### Trecho para leitura
■ ■ ■

A análise da operação ressalta uma série de problemas, ilegalidades e abusos na condução das investigações, divulgadas de forma acrítica pela grande imprensa, que fecha os olhos quer por ter um viés de esquerda, quer pelos rios de dinheiro que recebe em patrocínio, quer para manter suas privilegiadas fontes supremas. Destacarei seis problemas. Antes disso: os fatos relatados são graves, condenáveis e merecem, sim, ser investigados criminalmente, mas não da forma como este caso e outros semelhantes têm sido conduzidos no STF pelo ministro Alexandre de Moraes, em uma atuação marcada por autoritarismo e abusos. O império da lei deve prevalecer, seja para punir quem eventualmente tenha cometido crimes, seja para garantir os direitos fundamentais e o devido processo legal.  

Além disso, eventuais planos de assassinatos devem ser duramente repudiados. Em nenhuma democracia do mundo é aceitável que conflitos políticos sejam resolvidos por meio da força ou da violência. Pelo contrário, a proteção aos direitos fundamentais, dentre eles a vida, está na base da democracia. Além disso, como cristão, acredito na santidade da vida (“não matarás”, Êxodo 20:13) e que devemos amar não só nossos amigos, mas também nossos inimigos e orar por eles, mesmo que nos persigam (Mateus 5:44). Amar o próximo significa ter comportamentos de respeito e consideração com as pessoas, ainda que os atos ou comportamentos delas possam ser duramente criticados. 

Vamos aos seis problemas centrais das investigações, com base nas informações que são públicas até este momento.

1) Moraes é vítima, e por isso, não é imparcial para julgar o caso 

O ministro relator da operação “Contragolpe”, Alexandre de Moraes, é apontado na investigação como uma das supostas vítimas do plano de sequestro e homicídio. Na decisão, Moraes cita ele mesmo pelo menos 44 vezes, o que mostra o quão absurda é a situação e como ele não tem a imparcialidade necessária para julgar o caso. Há um abuso e uma ilegalidade claros aqui, já que ninguém pode ser juiz de seu próprio caso em uma democracia. A atuação de Moraes neste caso e em outros em que também é vítima viola séculos de doutrina jurídica a respeito da imparcialidade judicial.

■ ■ ■

[Linhas de um conjunto de dados]
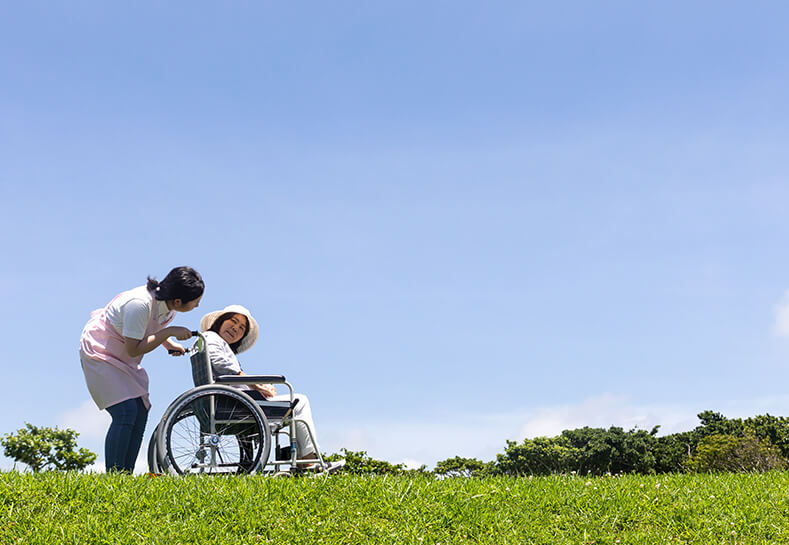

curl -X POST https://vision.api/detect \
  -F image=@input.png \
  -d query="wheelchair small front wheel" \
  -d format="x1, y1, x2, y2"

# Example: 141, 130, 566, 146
157, 386, 271, 474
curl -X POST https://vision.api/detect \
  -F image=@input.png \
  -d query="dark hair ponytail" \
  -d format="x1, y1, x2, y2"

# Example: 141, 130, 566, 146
148, 267, 205, 303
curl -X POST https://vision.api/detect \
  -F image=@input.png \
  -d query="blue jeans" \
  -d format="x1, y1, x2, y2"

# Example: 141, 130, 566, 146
104, 397, 148, 473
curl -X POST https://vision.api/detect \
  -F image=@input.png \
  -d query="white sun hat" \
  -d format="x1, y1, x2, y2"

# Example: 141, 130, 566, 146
200, 305, 260, 354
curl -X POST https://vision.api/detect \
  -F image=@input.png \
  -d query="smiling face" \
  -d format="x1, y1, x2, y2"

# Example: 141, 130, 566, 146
219, 313, 249, 344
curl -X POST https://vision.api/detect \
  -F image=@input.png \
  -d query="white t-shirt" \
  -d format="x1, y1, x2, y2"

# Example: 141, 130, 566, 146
107, 286, 175, 340
203, 331, 241, 378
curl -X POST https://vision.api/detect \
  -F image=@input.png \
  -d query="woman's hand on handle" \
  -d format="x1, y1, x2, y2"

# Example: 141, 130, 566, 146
167, 326, 192, 341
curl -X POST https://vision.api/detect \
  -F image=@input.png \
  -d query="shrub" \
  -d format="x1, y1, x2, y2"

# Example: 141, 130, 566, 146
686, 434, 787, 473
433, 456, 490, 477
0, 423, 96, 471
324, 449, 410, 475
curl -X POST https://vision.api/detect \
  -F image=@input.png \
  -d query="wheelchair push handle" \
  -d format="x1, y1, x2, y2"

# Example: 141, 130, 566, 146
167, 331, 200, 355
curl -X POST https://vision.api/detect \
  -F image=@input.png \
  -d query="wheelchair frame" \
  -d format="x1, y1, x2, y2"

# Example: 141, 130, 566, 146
148, 331, 327, 475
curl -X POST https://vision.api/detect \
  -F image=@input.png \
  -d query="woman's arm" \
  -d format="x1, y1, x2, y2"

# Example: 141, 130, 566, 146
123, 326, 192, 358
162, 339, 186, 356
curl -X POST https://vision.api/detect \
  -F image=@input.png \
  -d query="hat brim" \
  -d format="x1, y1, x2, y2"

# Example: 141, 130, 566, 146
200, 305, 260, 354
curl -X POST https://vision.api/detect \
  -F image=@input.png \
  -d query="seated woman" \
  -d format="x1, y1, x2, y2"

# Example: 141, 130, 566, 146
200, 305, 344, 471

■ ■ ■

### O que fazer
(1) Reproduza fielmente uma parte do trecho para leitura. Comece nas palavras "1) Moraes é" e pare depois de "da imparcialidade judicial.".
(2) Transcreva sem alterações as linhas da listagem, do início dela até a linha que contém "148, 267, 205, 303", incluindo essa linha. Deixe as imagens de fora da resposta.
O trecho para leitura e a listagem não têm nenhuma relação entre si.

### Resultados em ordem
(1)
1) Moraes é vítima, e por isso, não é imparcial para julgar o caso 

O ministro relator da operação “Contragolpe”, Alexandre de Moraes, é apontado na investigação como uma das supostas vítimas do plano de sequestro e homicídio. Na decisão, Moraes cita ele mesmo pelo menos 44 vezes, o que mostra o quão absurda é a situação e como ele não tem a imparcialidade necessária para julgar o caso. Há um abuso e uma ilegalidade claros aqui, já que ninguém pode ser juiz de seu próprio caso em uma democracia. A atuação de Moraes neste caso e em outros em que também é vítima viola séculos de doutrina jurídica a respeito da imparcialidade judicial.

(2)
curl -X POST https://vision.api/detect \
  -F image=@input.png \
  -d query="wheelchair small front wheel" \
  -d format="x1, y1, x2, y2"

# Example: 141, 130, 566, 146
157, 386, 271, 474
curl -X POST https://vision.api/detect \
  -F image=@input.png \
  -d query="dark hair ponytail" \
  -d format="x1, y1, x2, y2"

# Example: 141, 130, 566, 146
148, 267, 205, 303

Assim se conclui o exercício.